(Named object pointing entries)
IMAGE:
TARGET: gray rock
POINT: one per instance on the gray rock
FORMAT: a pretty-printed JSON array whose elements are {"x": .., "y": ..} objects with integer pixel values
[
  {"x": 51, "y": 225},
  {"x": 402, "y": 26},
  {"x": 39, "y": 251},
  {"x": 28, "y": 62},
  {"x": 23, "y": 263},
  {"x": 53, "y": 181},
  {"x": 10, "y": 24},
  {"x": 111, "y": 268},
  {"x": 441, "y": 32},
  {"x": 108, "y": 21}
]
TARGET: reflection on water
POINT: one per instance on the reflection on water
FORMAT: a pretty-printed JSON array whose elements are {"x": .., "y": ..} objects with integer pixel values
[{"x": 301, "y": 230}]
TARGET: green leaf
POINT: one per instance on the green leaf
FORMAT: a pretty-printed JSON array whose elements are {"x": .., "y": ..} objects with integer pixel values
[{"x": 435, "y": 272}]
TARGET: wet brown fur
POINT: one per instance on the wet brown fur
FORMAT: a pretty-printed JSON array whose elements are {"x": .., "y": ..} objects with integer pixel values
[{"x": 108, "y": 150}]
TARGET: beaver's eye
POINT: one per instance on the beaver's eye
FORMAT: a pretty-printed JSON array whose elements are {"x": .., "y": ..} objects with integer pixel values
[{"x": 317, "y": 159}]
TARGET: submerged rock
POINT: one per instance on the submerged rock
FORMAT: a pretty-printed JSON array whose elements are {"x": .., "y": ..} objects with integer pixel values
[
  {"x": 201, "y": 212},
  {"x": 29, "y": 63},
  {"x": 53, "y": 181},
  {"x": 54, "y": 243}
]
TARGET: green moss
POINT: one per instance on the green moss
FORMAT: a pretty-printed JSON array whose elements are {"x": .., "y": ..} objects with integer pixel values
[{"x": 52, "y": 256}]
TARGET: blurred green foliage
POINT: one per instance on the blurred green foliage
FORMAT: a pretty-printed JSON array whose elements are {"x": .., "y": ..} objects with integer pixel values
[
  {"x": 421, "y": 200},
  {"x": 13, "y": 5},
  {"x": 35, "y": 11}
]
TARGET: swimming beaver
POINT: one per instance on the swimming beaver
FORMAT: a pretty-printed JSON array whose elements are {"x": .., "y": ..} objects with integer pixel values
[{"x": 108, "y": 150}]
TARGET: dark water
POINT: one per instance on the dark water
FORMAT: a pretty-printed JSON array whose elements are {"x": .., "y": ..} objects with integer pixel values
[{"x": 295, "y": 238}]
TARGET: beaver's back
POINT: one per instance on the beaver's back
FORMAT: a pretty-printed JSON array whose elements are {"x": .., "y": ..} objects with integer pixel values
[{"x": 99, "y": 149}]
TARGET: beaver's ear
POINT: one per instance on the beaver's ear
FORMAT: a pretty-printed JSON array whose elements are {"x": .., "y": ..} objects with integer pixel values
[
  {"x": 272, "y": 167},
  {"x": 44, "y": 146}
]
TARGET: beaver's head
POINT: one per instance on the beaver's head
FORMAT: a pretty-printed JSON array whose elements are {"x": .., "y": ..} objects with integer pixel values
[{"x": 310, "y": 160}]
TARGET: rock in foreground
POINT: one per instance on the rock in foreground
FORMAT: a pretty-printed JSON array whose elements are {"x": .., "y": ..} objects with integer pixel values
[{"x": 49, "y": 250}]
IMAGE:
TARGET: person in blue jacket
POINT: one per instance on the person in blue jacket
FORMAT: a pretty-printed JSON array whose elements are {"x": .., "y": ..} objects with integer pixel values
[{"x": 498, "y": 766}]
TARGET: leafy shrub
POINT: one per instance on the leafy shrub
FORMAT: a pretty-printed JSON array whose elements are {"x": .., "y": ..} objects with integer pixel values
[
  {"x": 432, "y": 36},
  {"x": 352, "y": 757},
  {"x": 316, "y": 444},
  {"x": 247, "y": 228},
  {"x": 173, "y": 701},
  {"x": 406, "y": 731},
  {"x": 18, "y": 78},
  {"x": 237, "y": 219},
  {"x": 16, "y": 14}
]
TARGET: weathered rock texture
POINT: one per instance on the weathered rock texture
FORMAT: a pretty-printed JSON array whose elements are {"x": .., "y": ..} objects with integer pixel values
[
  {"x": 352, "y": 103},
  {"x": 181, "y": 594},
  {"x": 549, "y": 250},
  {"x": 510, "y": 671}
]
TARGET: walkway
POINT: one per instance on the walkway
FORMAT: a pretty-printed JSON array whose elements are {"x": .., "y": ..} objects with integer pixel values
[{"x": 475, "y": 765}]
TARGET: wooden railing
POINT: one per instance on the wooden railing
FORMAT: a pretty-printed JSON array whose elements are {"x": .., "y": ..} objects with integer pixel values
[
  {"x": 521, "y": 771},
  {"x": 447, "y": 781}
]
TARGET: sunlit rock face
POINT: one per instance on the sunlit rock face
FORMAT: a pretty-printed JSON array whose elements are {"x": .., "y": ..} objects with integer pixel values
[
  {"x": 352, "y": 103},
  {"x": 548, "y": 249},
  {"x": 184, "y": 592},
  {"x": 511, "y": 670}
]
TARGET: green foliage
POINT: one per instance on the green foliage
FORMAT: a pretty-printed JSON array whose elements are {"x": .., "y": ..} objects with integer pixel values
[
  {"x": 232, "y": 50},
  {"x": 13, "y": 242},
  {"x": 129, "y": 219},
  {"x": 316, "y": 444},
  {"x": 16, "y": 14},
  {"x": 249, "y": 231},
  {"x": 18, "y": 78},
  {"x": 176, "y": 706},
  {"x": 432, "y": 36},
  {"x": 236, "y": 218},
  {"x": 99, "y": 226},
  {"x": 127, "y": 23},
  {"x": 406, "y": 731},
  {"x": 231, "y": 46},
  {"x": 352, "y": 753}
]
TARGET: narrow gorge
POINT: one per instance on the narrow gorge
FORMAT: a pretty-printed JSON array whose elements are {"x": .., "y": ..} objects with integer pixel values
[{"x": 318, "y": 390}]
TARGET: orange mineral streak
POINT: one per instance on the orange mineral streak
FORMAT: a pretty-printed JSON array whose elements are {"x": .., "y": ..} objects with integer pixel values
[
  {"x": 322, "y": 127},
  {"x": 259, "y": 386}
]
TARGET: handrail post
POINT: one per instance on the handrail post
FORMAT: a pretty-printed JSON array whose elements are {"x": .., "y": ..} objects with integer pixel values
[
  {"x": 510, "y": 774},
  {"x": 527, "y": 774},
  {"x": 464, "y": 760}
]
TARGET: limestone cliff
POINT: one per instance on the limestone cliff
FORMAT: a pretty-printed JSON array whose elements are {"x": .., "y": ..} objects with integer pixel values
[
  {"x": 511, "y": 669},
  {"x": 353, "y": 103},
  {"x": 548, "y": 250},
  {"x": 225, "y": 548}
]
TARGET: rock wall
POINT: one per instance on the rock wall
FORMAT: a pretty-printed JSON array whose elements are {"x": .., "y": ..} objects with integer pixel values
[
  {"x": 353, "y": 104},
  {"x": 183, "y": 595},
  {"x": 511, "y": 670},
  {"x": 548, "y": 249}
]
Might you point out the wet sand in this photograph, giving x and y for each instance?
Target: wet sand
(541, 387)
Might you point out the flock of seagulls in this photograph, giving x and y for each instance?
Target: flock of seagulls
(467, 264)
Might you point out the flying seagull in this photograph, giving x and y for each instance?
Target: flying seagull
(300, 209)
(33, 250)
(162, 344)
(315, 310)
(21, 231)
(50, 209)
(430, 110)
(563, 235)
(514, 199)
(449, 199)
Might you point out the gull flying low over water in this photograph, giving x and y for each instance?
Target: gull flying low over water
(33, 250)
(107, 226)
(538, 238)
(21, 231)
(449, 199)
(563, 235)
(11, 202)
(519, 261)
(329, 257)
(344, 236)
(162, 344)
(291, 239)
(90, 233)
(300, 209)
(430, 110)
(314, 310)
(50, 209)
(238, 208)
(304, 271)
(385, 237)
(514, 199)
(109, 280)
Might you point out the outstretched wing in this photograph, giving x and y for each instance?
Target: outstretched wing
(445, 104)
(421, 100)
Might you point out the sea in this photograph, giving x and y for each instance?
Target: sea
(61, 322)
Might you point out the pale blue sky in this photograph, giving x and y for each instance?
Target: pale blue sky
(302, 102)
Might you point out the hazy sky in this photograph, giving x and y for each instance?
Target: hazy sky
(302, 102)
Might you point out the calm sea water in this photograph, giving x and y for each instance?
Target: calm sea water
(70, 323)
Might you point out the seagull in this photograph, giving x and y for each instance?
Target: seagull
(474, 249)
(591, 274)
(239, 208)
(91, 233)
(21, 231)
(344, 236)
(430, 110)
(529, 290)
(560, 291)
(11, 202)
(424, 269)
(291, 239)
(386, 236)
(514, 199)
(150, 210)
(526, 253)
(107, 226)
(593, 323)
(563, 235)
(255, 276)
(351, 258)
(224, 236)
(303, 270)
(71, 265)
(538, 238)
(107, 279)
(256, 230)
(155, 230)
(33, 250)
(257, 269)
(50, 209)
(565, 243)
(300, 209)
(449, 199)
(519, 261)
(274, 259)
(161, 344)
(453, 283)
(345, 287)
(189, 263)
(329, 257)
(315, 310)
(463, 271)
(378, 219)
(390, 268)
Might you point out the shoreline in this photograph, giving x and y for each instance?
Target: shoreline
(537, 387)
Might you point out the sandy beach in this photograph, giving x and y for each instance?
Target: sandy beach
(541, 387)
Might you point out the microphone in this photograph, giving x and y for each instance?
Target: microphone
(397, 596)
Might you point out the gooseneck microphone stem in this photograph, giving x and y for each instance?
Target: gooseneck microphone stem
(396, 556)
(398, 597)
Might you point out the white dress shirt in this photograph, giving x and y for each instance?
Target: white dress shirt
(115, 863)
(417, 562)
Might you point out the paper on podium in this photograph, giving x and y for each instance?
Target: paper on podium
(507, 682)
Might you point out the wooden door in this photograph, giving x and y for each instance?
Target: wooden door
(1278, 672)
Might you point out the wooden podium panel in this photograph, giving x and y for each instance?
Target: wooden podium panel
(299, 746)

▶ _Exercise_
Starting at the line containing "Might you point out the wooden podium" and running through the last of the items, rewrite those lines with "podium panel" renamed to "lectern panel", keeping everything else unchanged.

▶ _Solution for this exercise_
Might you point out the wooden lectern panel in this photograph, giving x and y for each instance?
Target: wooden lectern panel
(299, 746)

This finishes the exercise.